### RECORDS FOR THIS EXERCISE
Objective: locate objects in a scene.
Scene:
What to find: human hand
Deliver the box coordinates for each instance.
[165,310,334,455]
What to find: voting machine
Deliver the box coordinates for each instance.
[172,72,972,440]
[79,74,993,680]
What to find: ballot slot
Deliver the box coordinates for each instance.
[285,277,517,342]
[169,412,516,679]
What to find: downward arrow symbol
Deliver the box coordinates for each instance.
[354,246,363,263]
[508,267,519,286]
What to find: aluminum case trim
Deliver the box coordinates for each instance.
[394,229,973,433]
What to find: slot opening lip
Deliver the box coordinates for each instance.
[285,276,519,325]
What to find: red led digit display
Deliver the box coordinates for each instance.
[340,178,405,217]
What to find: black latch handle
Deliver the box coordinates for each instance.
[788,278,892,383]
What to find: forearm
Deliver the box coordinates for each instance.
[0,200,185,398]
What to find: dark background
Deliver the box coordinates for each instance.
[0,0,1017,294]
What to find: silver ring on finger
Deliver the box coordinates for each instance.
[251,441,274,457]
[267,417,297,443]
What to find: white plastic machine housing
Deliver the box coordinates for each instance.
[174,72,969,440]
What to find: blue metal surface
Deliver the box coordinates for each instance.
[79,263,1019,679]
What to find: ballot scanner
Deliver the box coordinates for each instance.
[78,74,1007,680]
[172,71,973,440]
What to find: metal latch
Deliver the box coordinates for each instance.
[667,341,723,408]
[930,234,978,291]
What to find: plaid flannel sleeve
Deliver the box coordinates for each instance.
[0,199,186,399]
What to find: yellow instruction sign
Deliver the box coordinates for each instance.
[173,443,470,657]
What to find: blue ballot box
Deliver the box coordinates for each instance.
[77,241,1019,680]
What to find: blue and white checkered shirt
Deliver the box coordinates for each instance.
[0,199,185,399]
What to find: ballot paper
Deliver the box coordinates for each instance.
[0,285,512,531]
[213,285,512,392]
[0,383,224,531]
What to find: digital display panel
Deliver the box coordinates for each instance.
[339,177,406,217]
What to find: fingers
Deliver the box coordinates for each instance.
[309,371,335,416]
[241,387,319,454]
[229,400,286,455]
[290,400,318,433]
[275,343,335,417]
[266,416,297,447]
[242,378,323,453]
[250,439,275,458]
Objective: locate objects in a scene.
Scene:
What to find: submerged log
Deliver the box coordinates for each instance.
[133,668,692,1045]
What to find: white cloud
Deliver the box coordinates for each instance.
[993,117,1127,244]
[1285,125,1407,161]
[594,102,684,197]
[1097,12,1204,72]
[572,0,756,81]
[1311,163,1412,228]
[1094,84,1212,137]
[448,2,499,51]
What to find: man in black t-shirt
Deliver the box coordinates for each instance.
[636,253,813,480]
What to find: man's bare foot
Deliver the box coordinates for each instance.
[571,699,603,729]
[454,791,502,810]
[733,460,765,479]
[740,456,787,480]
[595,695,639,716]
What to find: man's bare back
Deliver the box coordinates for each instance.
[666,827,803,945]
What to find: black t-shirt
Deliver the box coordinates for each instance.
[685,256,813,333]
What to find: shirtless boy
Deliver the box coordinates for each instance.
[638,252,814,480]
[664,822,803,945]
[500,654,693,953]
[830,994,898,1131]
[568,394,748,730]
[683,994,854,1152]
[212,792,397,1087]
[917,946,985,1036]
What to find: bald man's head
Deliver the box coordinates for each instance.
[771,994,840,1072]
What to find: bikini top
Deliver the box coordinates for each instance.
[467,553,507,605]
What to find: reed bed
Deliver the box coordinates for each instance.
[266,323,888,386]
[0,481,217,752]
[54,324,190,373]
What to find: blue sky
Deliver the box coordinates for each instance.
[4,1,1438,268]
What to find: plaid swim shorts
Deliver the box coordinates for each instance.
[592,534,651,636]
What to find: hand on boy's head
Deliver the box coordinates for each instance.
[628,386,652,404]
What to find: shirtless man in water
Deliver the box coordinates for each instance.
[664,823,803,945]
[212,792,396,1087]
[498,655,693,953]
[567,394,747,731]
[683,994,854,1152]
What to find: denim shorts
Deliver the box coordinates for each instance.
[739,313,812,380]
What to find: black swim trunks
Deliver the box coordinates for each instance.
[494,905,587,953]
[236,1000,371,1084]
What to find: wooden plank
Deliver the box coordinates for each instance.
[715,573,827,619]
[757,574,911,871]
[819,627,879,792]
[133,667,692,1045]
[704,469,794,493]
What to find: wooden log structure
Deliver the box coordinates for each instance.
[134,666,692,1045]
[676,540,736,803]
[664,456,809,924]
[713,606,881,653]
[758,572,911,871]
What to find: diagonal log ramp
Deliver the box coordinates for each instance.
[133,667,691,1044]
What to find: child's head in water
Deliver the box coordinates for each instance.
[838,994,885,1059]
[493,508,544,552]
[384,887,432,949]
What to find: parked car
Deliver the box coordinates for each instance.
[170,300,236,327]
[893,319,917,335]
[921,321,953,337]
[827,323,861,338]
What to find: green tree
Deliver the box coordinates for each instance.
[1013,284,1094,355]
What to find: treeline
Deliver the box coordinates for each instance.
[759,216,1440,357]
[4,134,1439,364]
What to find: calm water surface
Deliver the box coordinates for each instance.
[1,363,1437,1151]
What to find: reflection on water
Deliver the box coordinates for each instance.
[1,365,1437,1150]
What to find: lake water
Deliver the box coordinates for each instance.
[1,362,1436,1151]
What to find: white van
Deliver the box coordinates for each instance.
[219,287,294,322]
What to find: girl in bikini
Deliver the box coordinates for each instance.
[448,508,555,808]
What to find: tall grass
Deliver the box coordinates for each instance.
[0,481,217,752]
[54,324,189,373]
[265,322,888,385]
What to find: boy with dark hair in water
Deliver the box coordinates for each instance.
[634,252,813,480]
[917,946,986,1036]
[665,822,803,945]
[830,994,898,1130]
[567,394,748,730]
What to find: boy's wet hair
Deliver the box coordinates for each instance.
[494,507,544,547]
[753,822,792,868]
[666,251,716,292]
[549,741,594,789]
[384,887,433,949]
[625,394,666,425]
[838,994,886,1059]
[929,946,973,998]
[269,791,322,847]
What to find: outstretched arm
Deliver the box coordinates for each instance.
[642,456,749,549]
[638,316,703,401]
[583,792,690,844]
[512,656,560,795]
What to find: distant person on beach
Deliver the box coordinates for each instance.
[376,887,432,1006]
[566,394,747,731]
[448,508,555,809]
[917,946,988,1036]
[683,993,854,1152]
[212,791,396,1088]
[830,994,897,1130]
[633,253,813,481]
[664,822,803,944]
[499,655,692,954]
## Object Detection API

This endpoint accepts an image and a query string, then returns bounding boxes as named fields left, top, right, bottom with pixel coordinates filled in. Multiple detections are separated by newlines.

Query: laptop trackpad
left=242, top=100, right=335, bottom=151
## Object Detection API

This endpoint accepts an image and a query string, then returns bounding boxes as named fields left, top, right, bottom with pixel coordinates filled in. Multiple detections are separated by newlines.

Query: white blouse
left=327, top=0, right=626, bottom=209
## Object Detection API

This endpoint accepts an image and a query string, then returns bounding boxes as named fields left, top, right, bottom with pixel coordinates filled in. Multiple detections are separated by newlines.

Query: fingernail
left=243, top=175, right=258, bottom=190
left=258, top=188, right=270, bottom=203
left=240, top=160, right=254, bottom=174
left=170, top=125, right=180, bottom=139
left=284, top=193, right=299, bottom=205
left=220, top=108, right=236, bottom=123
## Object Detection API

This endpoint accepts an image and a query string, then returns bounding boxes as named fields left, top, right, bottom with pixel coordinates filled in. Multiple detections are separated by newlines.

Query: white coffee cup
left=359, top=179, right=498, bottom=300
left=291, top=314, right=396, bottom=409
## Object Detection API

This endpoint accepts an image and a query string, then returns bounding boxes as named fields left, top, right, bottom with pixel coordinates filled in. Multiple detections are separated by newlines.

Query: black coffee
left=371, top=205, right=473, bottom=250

### TASK INSTRUCTIONS
Please transcribe each entry exactly, keeping every word as it is.

### EXERCISE RESPONSE
Objective: locate objects in a scene.
Scene:
What to find: human hand
Deliver the box coordinates for each instance.
[165,310,334,455]
What to find: voting machine
Deliver the box coordinates for each instance.
[172,72,972,440]
[79,74,993,680]
What to find: ballot slot
Deliver the box coordinates for each instance.
[285,277,517,342]
[169,412,516,679]
What to find: downward arrow symbol
Deliver the box coordinates for each instance.
[354,246,363,263]
[508,267,519,286]
What to find: aluminum case trim
Deliver the box coordinates for each instance.
[394,229,973,433]
What to find: slot opening lip
Deliver the box coordinates for each instance.
[285,276,519,325]
What to find: red led digit display
Deliver the box coordinates for each instance.
[340,178,405,217]
What to find: black latch handle
Deliver the box coordinates for each instance.
[788,278,892,383]
What to find: forearm
Deliver the box coordinates for each instance.
[0,200,185,398]
What to find: dark background
Deliver the box coordinates for each instance.
[0,0,1017,294]
What to find: silver ring on finger
Deliver the box coordinates for each instance.
[251,441,274,457]
[267,417,297,443]
What to find: white plastic machine housing
Deliver the box coordinates for each instance.
[174,72,969,440]
What to find: blue metal surface
Deliver the box coordinates for each instance.
[79,263,1019,679]
What to find: ballot scanner
Deliver the box coordinates for each instance.
[78,74,1007,680]
[172,71,973,440]
What to find: metal latch
Deliver the box coordinates for each instance.
[667,341,723,408]
[930,234,978,291]
What to find: plaid flannel sleeve
Deliver the box coordinates for each instance.
[0,199,186,399]
What to find: yellow instruction sign
Deliver the box coordinates for each instance.
[173,443,470,657]
What to find: blue ballot box
Deliver the box coordinates for each instance.
[77,241,1019,680]
What to find: blue and white checkered shirt
Deliver the box coordinates for each instance.
[0,199,185,399]
What to find: ballot paper
Deliver the box coordinates for each instance.
[0,285,512,531]
[213,285,512,392]
[0,383,224,531]
What to find: digital display panel
Deliver the box coordinates for each instance.
[339,177,406,217]
What to find: fingers
Deliver the box coordinates for each instance.
[309,371,335,416]
[241,387,319,454]
[229,400,286,455]
[290,400,318,433]
[275,343,335,417]
[266,416,297,447]
[242,378,323,453]
[250,439,275,458]
Objective: locate objects in a scene.
Scene:
What to find: submerged log
Deliver the box coordinates for each instance.
[133,668,692,1045]
What to find: white cloud
Deliver the box coordinates for each instance.
[993,117,1127,244]
[1285,125,1407,161]
[594,102,684,197]
[1097,12,1204,72]
[572,0,756,81]
[1311,163,1412,228]
[1094,84,1212,137]
[448,2,499,51]
What to find: man in black t-shirt
Deliver the box coordinates for each instance.
[636,253,813,480]
What to find: man's bare foot
Deliver the box coordinates for each instance.
[571,699,603,729]
[454,791,502,810]
[733,460,765,479]
[740,456,787,480]
[595,695,639,716]
What to find: man's bare back
Deliver the box coordinates for each instance.
[666,827,803,945]
What to find: black t-shirt
Deliver the box coordinates for each instance.
[685,256,813,333]
What to find: shirtless boy
Deliver the box coordinates for each instance.
[638,252,814,480]
[664,822,803,945]
[500,654,693,953]
[830,994,898,1131]
[568,394,748,730]
[683,994,854,1152]
[212,792,397,1087]
[917,946,985,1036]
What to find: bald man's head
Deliver the box coordinates for each instance.
[771,994,840,1072]
What to find: bikini top
Deliver the box coordinates for each instance.
[467,553,507,605]
What to find: reed bed
Deliver the box coordinates for each instance.
[266,323,888,386]
[0,481,217,752]
[54,324,190,373]
What to find: blue sky
Deliver the box coordinates for each instance.
[4,1,1438,268]
What to find: plaid swim shorts
Deliver the box coordinates for each instance.
[592,534,651,636]
What to find: hand on boy's head
Deliver the box coordinates for each instance.
[628,386,652,404]
What to find: shirtless man in water
Deliver the box coordinates for each instance.
[664,823,803,945]
[212,792,396,1087]
[498,655,693,953]
[567,394,747,731]
[683,994,854,1152]
What to find: denim shorts
Deliver the box coordinates for each instance.
[739,313,812,380]
What to find: black swim trunks
Deliver the box coordinates for each instance.
[494,905,587,953]
[236,1000,371,1084]
What to find: wooden plank
Deliver the box coordinates for each instance.
[715,573,827,619]
[757,574,911,871]
[819,627,879,792]
[133,667,692,1045]
[704,469,794,493]
What to find: wooden log structure
Deliver the box coordinates for each instance.
[134,666,692,1045]
[676,540,736,803]
[664,456,809,924]
[713,606,881,653]
[758,572,911,871]
What to find: diagonal log ramp
Deliver the box coordinates for each instance.
[133,667,691,1044]
What to find: child's head in water
Deliver the box coordinates for each instance.
[838,994,885,1059]
[493,508,544,552]
[384,887,432,949]
What to find: parked car
Deliver the box coordinates for each instance.
[170,300,236,327]
[893,319,917,335]
[921,321,953,337]
[827,323,861,338]
What to find: green tree
Deliver the box coordinates for each instance.
[1013,284,1094,355]
What to find: treeline
Deliver the box coordinates for each instance.
[759,216,1440,357]
[4,134,1439,364]
What to find: calm water surface
Deliver the box coordinates for each instance.
[1,363,1437,1151]
What to find: reflection on water
Deliver the box coordinates for each instance.
[1,365,1437,1150]
What to find: lake water
Deliver the box coordinates for each instance.
[1,362,1436,1151]
What to find: white van
Deliver the box coordinates for each instance.
[219,287,294,322]
What to find: girl in bikini
Deliver the box coordinates for each instance.
[448,508,555,808]
What to find: tall grass
Deliver the box coordinates for each instance.
[0,481,217,752]
[54,324,189,373]
[265,322,888,385]
What to find: boy with dark hair in water
Deliver the box coordinates for each instance.
[634,252,813,480]
[917,946,986,1036]
[665,822,803,945]
[830,994,898,1130]
[567,394,748,730]
What to find: boy's wet hair
Deliver the box coordinates for each instance.
[494,507,544,547]
[753,822,792,868]
[666,251,716,292]
[549,741,594,789]
[384,887,433,949]
[625,394,666,425]
[838,994,886,1059]
[929,946,973,998]
[269,791,322,847]
What to find: outstretched arm
Deliver the box coordinates for each instance.
[642,456,749,549]
[638,316,703,401]
[583,792,690,844]
[512,656,560,795]
What to find: distant person on beach
Deliver the box coordinates for each instance.
[376,887,432,1006]
[566,394,747,731]
[448,508,555,809]
[917,946,988,1036]
[683,993,854,1152]
[212,791,396,1088]
[830,994,897,1130]
[633,253,813,481]
[664,822,803,944]
[499,655,692,954]
## Object Detection API

This endpoint accepts an image and a query string, then returns bounding boxes as named fields left, top, right, bottom with pixel coordinates filled in. Multiple detections are separated by newlines.

Query: laptop trackpad
left=242, top=100, right=335, bottom=151
## Object Detection API

This endpoint accepts an image and a query string, then returns bounding boxes as named fields left, top, right, bottom with pixel coordinates filled in. Multiple detections are separated by newlines.

Query: white blouse
left=327, top=0, right=626, bottom=209
## Object Detection API

This endpoint accepts an image and a query string, then returns bounding boxes as named fields left, top, right, bottom with pixel coordinates filled in. Multiple detections are separated by newlines.

Query: fingernail
left=243, top=175, right=258, bottom=190
left=258, top=188, right=270, bottom=203
left=240, top=160, right=254, bottom=174
left=170, top=125, right=180, bottom=139
left=284, top=193, right=299, bottom=205
left=220, top=108, right=236, bottom=123
## Object Detection API

This endpoint accepts an image and a query string, then returns bounding boxes as named fields left, top, right, bottom with pixel coordinates filled in. Multiple detections are separated by newlines.

Query: white coffee cup
left=359, top=179, right=498, bottom=300
left=291, top=314, right=396, bottom=409
## Object Detection API

This endpoint accepts an image and a query string, then returns bounding boxes as named fields left, top, right, bottom with pixel coordinates filled in. Multiple detections are separated by newlines.

Query: black coffee
left=371, top=205, right=473, bottom=250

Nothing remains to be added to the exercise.